***** Extrait de page *****

Pour leur part, les Etats-Unis, ne craignant pas les déficits, ont plongé les mains profondément dans la poche pour sortir 2.000 milliards de dollars de soutien en faveur d’un plan de relance qualifié dores et déjà d’«historique», mais qui, pour certains experts, préconisant le double, pourrait s’avérer insuffisant.
Donald Trump tient mordicus à remettre les Américains au travail le plus tôt possible, avant Pâques, si possible, estimant qu’un confinement prolongé de la population pourrait «détruire le pays» et qu’une «grave récession pourrait faire plus de victimes que le virus». Il n’a pas hésité à engager un bras de fer sur ce thème avec le Conseil scientifique de la Maison Blanche.
Les États-Unis qui ont déjà basculé dans la récession, pourraient perdre 350 milliards de dollars de PIB et un million d’emploi, selon le bureau d’études britanniques Oxford. Le président de la Réserve fédérale de Saint Louis James Bullard parle de «choc violent» et anticipe pour sa part 46 millions chômeurs au total à court terme dans un pays où la protection sociale est faible. Cette évolution cauchemardesque hante les nuits de Donald Trump, qui comptait sur la prospérité économique retrouvée pour assurer sa réélection dans un fauteuil en novembre prochain.

***** Données de l'exercice *****

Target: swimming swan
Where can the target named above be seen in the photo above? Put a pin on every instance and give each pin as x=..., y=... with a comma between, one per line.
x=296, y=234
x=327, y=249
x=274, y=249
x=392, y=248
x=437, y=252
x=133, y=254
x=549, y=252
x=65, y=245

*****

## Questions
**A.** Pouvez-vous recopier à l'identique le passage de l'extrait sur l'économie américaine qui commence aux mots « Pour leur part, les » et s'arrête après « la Maison Blanche. » ?
**B.** Quelle suite donneriez-vous à l'extrait sur l'économie américaine, en reprenant juste après sa dernière phrase ?
Les enregistrements forment un matériau à part, sans lien avec l'extrait.

## Réponses par question
**A.**
Pour leur part, les Etats-Unis, ne craignant pas les déficits, ont plongé les mains profondément dans la poche pour sortir 2.000 milliards de dollars de soutien en faveur d’un plan de relance qualifié dores et déjà d’«historique», mais qui, pour certains experts, préconisant le double, pourrait s’avérer insuffisant.
Donald Trump tient mordicus à remettre les Américains au travail le plus tôt possible, avant Pâques, si possible, estimant qu’un confinement prolongé de la population pourrait «détruire le pays» et qu’une «grave récession pourrait faire plus de victimes que le virus». Il n’a pas hésité à engager un bras de fer sur ce thème avec le Conseil scientifique de la Maison Blanche.

**B.**
Mais au-delà des mesures de court terme pour la relance de l’économie mondiale en souffrance, «le jour d’après» la crise posera deux problèmes auxquels on ne sait toujours pas répondre. Faut-il poursuivre la mondialisation au risque de subir de nouvelles crises planétaires du fait de la connexion de plus en plus étroite des économies nationales ? Et puisqu’on connaît les perdants de la crise du coronavirus, dont on va voir les économies vaciller les unes derrière les autres au cours des prochains mois, quels en sont donc les gagnants?
À la première question, la réponse est, au doigt mouillé : il vaut mieux continuer la mondialisation en l’ajustant, que de se laisser subjuguer par des appels à contre-courant, dont l’effet néfaste sera certain, même s’il reste pour l’instant incalculable. Un arrêt brutal du commerce mondial et du libre-échange se traduira pour le moins par une montée en flèche des prix à la consommation dans chaque pays et de pénuries insupportables. Une telle perspective va sans doute dans le sens de la décroissance prônée notamment par les écologistes en Europe, mais convient-elle au consommateur lambda ?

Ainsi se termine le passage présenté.